◆ DATASET ◆
>> start

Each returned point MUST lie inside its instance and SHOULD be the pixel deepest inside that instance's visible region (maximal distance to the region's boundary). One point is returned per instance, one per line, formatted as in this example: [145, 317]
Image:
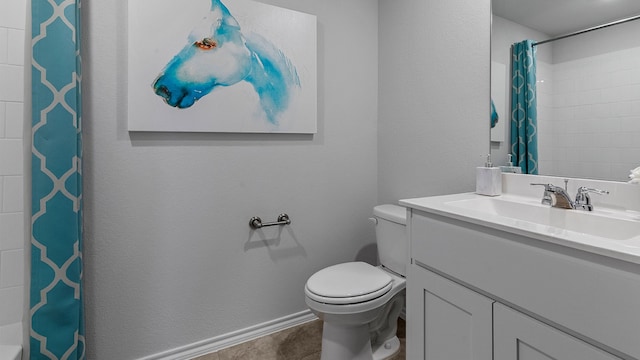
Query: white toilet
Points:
[360, 303]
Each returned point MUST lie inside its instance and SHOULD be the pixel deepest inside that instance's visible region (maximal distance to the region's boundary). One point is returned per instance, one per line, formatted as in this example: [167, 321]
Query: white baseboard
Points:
[233, 338]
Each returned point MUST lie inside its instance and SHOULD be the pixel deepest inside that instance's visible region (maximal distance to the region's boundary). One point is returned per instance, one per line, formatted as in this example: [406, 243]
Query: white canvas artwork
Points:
[221, 66]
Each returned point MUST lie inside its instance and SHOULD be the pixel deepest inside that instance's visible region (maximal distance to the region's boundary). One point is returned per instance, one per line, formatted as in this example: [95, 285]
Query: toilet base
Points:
[354, 343]
[345, 342]
[387, 350]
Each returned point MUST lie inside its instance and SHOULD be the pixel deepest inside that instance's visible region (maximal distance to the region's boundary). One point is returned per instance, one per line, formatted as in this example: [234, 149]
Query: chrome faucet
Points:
[583, 200]
[558, 197]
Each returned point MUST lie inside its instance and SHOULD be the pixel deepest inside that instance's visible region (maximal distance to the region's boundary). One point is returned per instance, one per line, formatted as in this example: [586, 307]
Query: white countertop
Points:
[627, 249]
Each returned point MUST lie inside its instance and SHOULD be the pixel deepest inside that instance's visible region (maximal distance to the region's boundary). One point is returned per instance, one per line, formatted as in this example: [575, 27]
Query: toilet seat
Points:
[348, 283]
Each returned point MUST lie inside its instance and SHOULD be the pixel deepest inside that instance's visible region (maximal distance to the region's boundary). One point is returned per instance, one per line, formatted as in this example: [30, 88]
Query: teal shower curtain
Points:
[524, 123]
[57, 325]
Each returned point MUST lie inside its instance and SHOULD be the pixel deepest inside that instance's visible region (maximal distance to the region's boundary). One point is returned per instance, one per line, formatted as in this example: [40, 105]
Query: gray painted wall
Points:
[170, 259]
[434, 91]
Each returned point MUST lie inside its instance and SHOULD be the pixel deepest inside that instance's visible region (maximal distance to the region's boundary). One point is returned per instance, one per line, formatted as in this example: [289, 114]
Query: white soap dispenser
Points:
[488, 179]
[510, 168]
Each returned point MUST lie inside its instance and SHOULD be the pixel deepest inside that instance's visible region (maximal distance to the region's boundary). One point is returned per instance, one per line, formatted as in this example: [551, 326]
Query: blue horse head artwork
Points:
[218, 54]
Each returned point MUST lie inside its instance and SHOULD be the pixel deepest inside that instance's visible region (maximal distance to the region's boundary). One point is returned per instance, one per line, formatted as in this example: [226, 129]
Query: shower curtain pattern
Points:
[524, 131]
[57, 327]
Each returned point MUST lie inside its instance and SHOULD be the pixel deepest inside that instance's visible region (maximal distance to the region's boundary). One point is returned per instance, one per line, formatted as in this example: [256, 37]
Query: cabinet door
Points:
[520, 337]
[446, 320]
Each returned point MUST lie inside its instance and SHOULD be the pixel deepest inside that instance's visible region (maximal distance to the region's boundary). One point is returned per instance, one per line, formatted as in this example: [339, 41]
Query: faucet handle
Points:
[547, 187]
[583, 200]
[586, 190]
[546, 197]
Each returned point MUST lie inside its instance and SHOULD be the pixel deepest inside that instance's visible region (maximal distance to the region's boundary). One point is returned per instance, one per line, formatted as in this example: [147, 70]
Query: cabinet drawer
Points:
[596, 301]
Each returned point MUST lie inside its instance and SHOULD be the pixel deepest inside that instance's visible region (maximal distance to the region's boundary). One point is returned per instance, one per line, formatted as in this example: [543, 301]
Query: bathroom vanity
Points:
[509, 278]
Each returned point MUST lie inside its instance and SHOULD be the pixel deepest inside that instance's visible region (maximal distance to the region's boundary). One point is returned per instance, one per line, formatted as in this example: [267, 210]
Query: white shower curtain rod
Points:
[636, 17]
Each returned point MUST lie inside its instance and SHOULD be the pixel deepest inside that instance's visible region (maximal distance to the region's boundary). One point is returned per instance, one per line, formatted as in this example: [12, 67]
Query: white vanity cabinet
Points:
[520, 337]
[446, 320]
[476, 292]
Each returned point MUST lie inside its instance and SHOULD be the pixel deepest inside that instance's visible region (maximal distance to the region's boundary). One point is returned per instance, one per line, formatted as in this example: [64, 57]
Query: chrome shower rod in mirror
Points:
[617, 22]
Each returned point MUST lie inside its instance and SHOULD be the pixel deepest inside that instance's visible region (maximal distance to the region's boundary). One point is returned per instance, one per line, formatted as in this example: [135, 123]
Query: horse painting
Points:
[218, 54]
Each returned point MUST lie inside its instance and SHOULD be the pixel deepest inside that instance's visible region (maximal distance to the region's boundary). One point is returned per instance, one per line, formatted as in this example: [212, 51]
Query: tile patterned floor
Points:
[302, 342]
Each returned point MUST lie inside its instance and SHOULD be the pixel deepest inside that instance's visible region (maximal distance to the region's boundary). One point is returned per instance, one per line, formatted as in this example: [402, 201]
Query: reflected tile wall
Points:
[12, 21]
[596, 116]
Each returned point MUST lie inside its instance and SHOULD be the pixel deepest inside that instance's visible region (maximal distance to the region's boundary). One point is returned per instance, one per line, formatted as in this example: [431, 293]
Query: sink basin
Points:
[524, 212]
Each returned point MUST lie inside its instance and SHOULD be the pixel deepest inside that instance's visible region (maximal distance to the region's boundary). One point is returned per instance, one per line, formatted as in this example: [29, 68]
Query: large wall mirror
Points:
[587, 85]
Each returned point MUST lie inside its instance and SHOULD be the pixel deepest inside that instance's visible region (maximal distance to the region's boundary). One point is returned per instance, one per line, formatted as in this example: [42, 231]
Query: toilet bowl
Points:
[360, 303]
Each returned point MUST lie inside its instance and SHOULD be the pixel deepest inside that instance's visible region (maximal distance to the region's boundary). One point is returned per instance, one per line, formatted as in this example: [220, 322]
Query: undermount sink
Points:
[525, 212]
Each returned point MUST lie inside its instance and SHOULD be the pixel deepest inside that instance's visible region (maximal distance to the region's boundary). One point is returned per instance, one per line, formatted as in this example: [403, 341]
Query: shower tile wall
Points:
[597, 108]
[12, 24]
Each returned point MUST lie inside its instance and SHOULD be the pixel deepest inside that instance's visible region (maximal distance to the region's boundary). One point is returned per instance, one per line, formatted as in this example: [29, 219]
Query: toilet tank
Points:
[391, 237]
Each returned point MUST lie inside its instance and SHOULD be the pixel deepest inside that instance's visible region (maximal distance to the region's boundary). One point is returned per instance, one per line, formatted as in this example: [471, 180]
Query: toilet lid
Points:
[348, 283]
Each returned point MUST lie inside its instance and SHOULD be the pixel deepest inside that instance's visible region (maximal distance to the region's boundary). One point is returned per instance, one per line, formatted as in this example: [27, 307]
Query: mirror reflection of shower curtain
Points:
[524, 125]
[56, 295]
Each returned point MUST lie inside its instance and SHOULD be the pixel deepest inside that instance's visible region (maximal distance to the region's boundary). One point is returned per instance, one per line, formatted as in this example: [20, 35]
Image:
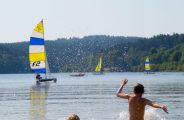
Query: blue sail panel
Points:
[36, 41]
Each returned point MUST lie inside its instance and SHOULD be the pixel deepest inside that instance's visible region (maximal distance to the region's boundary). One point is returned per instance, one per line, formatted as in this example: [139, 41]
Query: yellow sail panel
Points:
[36, 57]
[39, 28]
[99, 65]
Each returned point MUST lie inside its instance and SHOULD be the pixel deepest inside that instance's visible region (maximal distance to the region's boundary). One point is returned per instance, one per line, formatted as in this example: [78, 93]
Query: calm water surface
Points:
[92, 97]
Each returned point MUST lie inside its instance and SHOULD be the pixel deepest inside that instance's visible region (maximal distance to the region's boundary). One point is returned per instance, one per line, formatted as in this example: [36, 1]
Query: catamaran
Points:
[98, 69]
[37, 54]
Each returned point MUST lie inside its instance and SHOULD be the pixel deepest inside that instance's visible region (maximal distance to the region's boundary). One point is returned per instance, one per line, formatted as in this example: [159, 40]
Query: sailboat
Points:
[147, 66]
[98, 69]
[37, 54]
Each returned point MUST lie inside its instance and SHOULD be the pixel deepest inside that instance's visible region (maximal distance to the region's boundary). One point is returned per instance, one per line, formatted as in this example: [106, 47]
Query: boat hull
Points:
[78, 75]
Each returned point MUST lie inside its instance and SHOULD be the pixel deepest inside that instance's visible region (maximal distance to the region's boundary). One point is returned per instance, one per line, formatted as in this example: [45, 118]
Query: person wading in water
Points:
[136, 102]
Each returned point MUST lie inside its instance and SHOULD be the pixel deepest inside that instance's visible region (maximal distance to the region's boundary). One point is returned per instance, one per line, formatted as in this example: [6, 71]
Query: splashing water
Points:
[150, 114]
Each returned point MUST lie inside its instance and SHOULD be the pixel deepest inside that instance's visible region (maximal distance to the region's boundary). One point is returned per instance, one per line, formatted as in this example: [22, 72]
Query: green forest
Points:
[120, 54]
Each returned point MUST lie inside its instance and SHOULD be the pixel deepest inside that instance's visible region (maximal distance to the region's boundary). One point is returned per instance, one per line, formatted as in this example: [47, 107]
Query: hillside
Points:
[166, 53]
[63, 54]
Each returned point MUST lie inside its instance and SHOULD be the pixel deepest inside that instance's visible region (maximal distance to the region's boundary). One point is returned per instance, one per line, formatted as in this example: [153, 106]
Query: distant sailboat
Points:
[98, 69]
[37, 54]
[147, 66]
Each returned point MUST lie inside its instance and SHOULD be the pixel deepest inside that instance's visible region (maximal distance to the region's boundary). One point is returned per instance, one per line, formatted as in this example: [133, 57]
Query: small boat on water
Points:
[78, 75]
[147, 66]
[98, 69]
[37, 55]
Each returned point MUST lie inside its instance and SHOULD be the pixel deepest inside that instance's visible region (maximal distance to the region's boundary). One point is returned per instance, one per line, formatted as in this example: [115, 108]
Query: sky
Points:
[78, 18]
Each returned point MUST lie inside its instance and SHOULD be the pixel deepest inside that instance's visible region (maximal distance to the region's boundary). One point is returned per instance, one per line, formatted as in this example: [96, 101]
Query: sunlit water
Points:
[92, 97]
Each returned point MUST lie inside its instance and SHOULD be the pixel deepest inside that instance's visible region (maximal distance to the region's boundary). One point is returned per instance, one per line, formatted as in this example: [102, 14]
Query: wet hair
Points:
[139, 89]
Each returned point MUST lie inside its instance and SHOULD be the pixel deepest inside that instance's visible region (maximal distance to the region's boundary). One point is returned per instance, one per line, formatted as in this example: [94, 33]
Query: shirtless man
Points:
[136, 102]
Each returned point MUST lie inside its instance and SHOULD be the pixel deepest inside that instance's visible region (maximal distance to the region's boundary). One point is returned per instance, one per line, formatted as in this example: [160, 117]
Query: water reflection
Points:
[38, 101]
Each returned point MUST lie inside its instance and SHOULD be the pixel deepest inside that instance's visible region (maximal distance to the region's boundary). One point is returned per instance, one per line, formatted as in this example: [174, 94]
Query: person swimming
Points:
[136, 102]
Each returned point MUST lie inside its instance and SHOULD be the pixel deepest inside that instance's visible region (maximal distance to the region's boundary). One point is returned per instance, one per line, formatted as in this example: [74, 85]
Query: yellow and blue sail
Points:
[99, 65]
[37, 55]
[147, 65]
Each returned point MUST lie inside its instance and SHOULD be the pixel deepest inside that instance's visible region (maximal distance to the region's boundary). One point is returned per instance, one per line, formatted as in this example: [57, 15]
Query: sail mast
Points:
[46, 60]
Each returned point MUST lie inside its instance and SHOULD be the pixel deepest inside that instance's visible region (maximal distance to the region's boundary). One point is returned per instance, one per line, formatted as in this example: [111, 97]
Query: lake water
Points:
[92, 97]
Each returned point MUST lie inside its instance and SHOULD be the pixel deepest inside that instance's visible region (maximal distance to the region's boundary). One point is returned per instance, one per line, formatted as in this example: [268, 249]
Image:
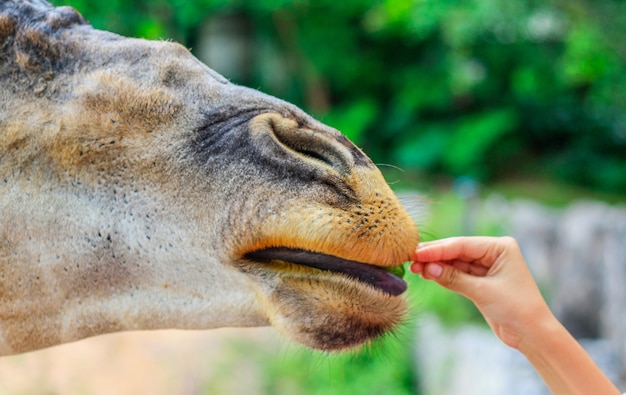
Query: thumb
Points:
[449, 277]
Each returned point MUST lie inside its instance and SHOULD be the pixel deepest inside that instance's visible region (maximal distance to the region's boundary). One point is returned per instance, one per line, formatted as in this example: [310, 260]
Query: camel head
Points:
[140, 190]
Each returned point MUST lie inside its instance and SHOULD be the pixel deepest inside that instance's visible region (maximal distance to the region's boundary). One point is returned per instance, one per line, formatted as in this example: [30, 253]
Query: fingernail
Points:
[434, 270]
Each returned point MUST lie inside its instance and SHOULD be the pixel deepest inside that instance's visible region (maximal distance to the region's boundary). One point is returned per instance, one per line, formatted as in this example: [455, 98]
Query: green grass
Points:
[386, 367]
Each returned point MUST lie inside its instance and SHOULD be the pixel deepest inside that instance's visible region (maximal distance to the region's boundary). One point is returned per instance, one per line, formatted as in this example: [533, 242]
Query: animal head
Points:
[139, 189]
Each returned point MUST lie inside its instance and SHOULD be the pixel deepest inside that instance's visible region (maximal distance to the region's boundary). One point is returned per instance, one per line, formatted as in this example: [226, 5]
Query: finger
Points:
[450, 277]
[481, 249]
[416, 267]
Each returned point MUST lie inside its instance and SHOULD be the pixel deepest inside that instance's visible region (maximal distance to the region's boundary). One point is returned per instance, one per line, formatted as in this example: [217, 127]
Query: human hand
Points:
[492, 273]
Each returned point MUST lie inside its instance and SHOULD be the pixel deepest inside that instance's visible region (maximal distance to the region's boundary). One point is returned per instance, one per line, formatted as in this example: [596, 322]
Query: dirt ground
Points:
[159, 362]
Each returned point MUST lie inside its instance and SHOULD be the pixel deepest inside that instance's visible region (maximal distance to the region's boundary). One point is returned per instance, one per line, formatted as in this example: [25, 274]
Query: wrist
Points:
[544, 330]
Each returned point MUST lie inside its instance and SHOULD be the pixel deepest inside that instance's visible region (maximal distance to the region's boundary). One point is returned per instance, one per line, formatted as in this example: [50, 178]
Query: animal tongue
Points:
[376, 276]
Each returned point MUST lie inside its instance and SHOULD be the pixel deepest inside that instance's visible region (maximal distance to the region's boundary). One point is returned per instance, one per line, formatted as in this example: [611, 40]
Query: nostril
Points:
[321, 148]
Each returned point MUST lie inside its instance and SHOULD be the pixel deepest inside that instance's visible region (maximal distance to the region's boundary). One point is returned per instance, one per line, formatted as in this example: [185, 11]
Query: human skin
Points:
[493, 274]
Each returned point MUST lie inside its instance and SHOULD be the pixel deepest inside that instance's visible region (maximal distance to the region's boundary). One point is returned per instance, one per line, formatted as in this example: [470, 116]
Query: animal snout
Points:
[319, 147]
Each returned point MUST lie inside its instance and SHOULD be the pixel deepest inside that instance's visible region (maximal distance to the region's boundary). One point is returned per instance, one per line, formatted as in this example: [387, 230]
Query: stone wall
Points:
[578, 257]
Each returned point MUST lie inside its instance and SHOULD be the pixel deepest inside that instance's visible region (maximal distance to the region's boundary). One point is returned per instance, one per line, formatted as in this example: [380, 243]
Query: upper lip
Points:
[376, 276]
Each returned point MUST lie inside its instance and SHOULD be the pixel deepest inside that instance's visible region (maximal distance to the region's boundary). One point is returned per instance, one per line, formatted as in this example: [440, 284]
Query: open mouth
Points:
[384, 279]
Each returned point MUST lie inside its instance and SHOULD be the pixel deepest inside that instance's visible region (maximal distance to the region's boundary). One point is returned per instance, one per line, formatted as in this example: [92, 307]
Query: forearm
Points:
[563, 363]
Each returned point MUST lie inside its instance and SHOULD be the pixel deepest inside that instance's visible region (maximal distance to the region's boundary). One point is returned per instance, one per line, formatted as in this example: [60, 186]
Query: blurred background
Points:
[487, 117]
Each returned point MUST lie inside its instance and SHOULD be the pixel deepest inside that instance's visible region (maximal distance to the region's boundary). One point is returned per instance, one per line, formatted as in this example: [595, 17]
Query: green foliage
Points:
[486, 88]
[385, 369]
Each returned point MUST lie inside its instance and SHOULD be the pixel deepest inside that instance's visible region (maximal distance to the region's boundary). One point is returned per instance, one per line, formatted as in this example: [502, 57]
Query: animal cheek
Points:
[332, 313]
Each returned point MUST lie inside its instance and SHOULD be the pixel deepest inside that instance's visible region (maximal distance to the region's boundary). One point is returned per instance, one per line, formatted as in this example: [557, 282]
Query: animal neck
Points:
[105, 270]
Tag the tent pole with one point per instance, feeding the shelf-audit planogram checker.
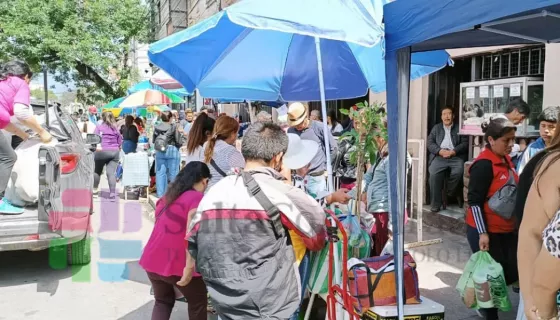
(330, 186)
(45, 84)
(398, 84)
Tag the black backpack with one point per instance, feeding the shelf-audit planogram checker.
(164, 139)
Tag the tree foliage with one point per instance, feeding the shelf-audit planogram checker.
(87, 41)
(39, 94)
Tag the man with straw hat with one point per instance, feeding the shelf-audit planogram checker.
(307, 129)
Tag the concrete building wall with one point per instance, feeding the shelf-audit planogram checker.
(138, 59)
(552, 76)
(202, 9)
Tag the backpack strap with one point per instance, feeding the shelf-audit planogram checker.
(271, 210)
(217, 168)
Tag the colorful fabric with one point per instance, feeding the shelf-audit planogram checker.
(111, 138)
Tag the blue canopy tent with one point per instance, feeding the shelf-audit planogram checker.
(410, 28)
(285, 50)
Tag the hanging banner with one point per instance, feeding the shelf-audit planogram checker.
(515, 90)
(498, 91)
(470, 93)
(483, 91)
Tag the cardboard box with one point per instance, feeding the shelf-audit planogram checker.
(427, 310)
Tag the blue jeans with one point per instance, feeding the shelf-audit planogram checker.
(167, 168)
(129, 146)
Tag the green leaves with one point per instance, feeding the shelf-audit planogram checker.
(87, 41)
(369, 125)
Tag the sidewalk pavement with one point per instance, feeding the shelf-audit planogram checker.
(439, 268)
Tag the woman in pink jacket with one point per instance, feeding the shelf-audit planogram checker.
(14, 100)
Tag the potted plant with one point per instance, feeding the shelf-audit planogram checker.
(368, 125)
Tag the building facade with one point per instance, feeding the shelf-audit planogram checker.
(170, 16)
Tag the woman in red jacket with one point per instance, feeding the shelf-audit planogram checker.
(490, 221)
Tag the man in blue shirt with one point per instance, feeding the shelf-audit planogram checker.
(547, 125)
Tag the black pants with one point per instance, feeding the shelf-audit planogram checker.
(438, 168)
(195, 293)
(110, 160)
(503, 249)
(8, 158)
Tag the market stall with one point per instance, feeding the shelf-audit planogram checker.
(465, 23)
(286, 50)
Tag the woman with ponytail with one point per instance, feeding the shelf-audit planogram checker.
(15, 101)
(219, 151)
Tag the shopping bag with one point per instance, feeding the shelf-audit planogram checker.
(318, 279)
(465, 286)
(357, 237)
(372, 282)
(490, 284)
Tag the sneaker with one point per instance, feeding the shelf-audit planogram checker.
(9, 209)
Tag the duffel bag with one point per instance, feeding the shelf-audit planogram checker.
(372, 282)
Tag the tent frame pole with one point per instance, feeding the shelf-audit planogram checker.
(541, 14)
(488, 26)
(513, 35)
(398, 87)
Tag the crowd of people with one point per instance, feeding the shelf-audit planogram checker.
(238, 224)
(276, 187)
(512, 200)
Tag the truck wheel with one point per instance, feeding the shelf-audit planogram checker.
(79, 253)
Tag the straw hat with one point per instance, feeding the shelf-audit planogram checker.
(297, 113)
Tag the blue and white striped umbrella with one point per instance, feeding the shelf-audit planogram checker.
(265, 50)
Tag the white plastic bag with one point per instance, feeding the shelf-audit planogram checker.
(23, 187)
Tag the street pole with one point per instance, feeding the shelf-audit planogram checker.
(46, 87)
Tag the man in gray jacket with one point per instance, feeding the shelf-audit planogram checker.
(243, 232)
(448, 153)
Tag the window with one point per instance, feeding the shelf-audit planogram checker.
(510, 63)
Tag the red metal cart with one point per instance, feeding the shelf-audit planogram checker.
(337, 294)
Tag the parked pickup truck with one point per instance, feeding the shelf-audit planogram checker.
(61, 217)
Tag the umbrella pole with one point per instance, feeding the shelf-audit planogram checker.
(330, 185)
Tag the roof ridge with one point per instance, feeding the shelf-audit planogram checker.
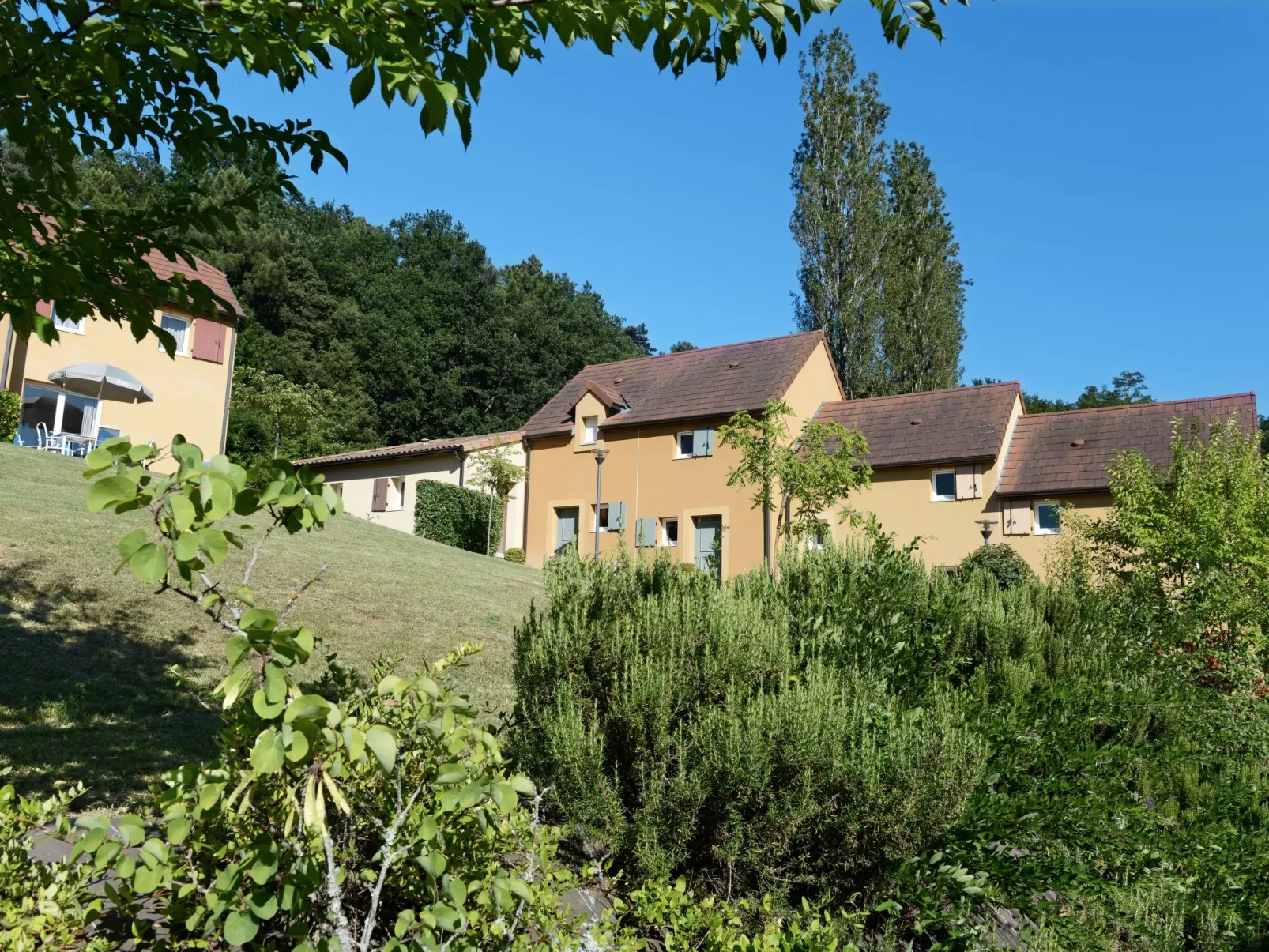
(1153, 403)
(1014, 384)
(702, 349)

>> end

◆ SET EXERCISE ◆
Copy out word for word everything from the line containing "Tag the roof" down to the final line, leaving any pictures out of your answer.

◆ ANSWER ◆
Tag the roof ridge with one point per instance, feeding the shelf-audit planogram checker.
(1153, 403)
(1014, 384)
(702, 349)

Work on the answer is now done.